▶ **Given instruction**:
Please put each line of the material below into a Markdown table with the columns Row and Line, numbering the rows and skipping blank lines. Leave the pictures out.

Stored data
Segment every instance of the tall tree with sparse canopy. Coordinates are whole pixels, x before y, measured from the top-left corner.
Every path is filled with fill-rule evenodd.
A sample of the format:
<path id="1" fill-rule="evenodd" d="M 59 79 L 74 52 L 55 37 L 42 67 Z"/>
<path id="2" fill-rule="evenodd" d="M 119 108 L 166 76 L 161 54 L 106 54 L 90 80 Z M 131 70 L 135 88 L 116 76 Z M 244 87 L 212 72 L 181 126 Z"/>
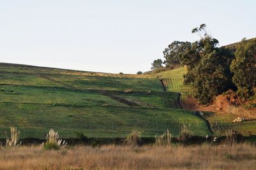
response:
<path id="1" fill-rule="evenodd" d="M 156 69 L 162 67 L 163 61 L 161 59 L 157 59 L 153 61 L 151 64 L 151 69 Z"/>
<path id="2" fill-rule="evenodd" d="M 182 64 L 182 57 L 188 48 L 191 45 L 190 42 L 175 41 L 163 51 L 166 67 L 173 67 Z"/>
<path id="3" fill-rule="evenodd" d="M 256 94 L 256 40 L 243 41 L 236 51 L 230 68 L 237 94 L 248 98 Z"/>
<path id="4" fill-rule="evenodd" d="M 224 48 L 218 48 L 218 41 L 207 34 L 206 25 L 193 29 L 200 39 L 188 48 L 182 55 L 182 63 L 188 65 L 185 83 L 194 89 L 194 96 L 202 104 L 208 104 L 214 97 L 233 89 L 230 65 L 234 57 Z"/>

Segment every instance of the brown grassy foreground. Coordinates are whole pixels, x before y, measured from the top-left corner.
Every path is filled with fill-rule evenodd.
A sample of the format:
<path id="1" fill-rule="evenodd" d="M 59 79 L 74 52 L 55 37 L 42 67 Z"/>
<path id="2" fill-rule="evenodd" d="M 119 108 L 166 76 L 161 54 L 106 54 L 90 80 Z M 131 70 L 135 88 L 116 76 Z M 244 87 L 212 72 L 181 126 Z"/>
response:
<path id="1" fill-rule="evenodd" d="M 256 147 L 249 144 L 168 148 L 109 145 L 58 151 L 22 146 L 0 150 L 1 169 L 255 169 L 255 164 Z"/>

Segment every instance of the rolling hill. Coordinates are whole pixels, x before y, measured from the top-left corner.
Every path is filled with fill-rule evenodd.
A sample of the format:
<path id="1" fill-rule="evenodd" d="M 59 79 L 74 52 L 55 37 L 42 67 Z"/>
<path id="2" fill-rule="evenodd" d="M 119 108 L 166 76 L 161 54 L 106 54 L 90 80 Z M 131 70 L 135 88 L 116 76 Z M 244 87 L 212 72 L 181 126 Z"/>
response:
<path id="1" fill-rule="evenodd" d="M 190 124 L 195 135 L 210 134 L 193 111 L 180 108 L 177 97 L 172 88 L 163 91 L 157 75 L 0 63 L 0 138 L 10 126 L 20 130 L 21 138 L 44 138 L 51 128 L 62 138 L 76 137 L 77 132 L 89 137 L 125 137 L 134 129 L 143 136 L 166 129 L 177 136 L 183 124 Z"/>

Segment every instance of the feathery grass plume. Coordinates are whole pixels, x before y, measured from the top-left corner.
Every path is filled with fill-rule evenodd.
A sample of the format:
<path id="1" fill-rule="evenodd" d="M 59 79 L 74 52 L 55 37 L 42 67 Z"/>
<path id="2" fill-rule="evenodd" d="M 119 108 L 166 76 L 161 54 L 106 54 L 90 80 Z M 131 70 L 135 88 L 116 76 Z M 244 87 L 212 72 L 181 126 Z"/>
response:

▶ **Full output**:
| Row | Line |
|---|---|
| 1 | Segment every instance of the tall tree with sparse canopy. Coordinates are whole pixels, x before y, measured from the top-left corner. |
| 2 | Every path is filled with fill-rule evenodd. |
| 3 | A sample of the format: |
| 4 | <path id="1" fill-rule="evenodd" d="M 59 79 L 74 52 L 55 37 L 42 67 Z"/> |
| 5 | <path id="2" fill-rule="evenodd" d="M 119 108 L 166 76 L 161 54 L 106 54 L 90 80 Z M 131 70 L 135 88 L 116 76 Z M 244 87 L 212 72 L 181 126 Z"/> |
| 6 | response: |
| 7 | <path id="1" fill-rule="evenodd" d="M 156 69 L 162 67 L 163 61 L 161 59 L 157 59 L 153 61 L 151 64 L 151 69 Z"/> |
| 8 | <path id="2" fill-rule="evenodd" d="M 182 64 L 182 57 L 188 48 L 191 45 L 190 42 L 175 41 L 163 51 L 166 67 L 173 67 Z"/> |
| 9 | <path id="3" fill-rule="evenodd" d="M 256 94 L 256 40 L 243 41 L 236 51 L 230 68 L 237 94 L 248 98 Z"/> |
| 10 | <path id="4" fill-rule="evenodd" d="M 224 48 L 218 48 L 218 41 L 207 34 L 206 25 L 193 29 L 200 39 L 188 48 L 182 55 L 182 63 L 188 65 L 185 83 L 194 89 L 194 96 L 202 104 L 208 104 L 214 97 L 233 89 L 230 65 L 234 57 Z"/> |
| 11 | Segment every instance of the brown grassy foreground. Coordinates are whole pixels, x before y, measured from the top-left corner. |
| 12 | Every path is filled with fill-rule evenodd. |
| 13 | A sample of the format: |
| 14 | <path id="1" fill-rule="evenodd" d="M 59 79 L 74 52 L 55 37 L 42 67 Z"/> |
| 15 | <path id="2" fill-rule="evenodd" d="M 119 108 L 166 76 L 161 54 L 106 54 L 90 80 Z M 131 70 L 135 88 L 116 76 Z M 244 87 L 212 72 L 181 126 Z"/> |
| 16 | response: |
| 17 | <path id="1" fill-rule="evenodd" d="M 256 147 L 249 144 L 168 148 L 109 145 L 58 151 L 22 146 L 0 150 L 1 169 L 255 169 L 255 164 Z"/> |
| 18 | Segment every instance of the rolling hill. Coordinates are whole pixels, x before y, measured from the top-left corner. |
| 19 | Every path is filled with fill-rule evenodd. |
| 20 | A sample of the format: |
| 21 | <path id="1" fill-rule="evenodd" d="M 59 79 L 74 52 L 55 37 L 42 67 Z"/> |
| 22 | <path id="2" fill-rule="evenodd" d="M 119 108 L 166 76 L 161 54 L 106 54 L 90 80 Z M 131 70 L 135 88 L 116 76 Z M 244 87 L 212 72 L 181 126 Z"/> |
| 23 | response: |
| 24 | <path id="1" fill-rule="evenodd" d="M 190 124 L 195 135 L 210 134 L 193 111 L 180 108 L 177 97 L 172 88 L 163 91 L 157 75 L 0 63 L 0 138 L 10 126 L 20 130 L 21 138 L 44 138 L 51 128 L 62 138 L 76 137 L 77 132 L 89 137 L 125 137 L 134 129 L 143 136 L 166 129 L 177 136 L 183 124 Z"/> |
| 25 | Segment every instance of the feathery grass plume. Coordinates are whole pixels, x before y, measured from the top-left corner. |
| 26 | Every path is filled with fill-rule evenodd. |
| 27 | A sample of the format: |
| 28 | <path id="1" fill-rule="evenodd" d="M 59 79 L 74 52 L 55 37 L 42 67 Z"/> |
| 29 | <path id="2" fill-rule="evenodd" d="M 119 108 L 166 76 L 161 54 L 106 54 L 90 80 Z M 131 70 L 135 88 L 116 76 Z M 244 87 L 212 72 L 181 126 Z"/> |
| 30 | response: |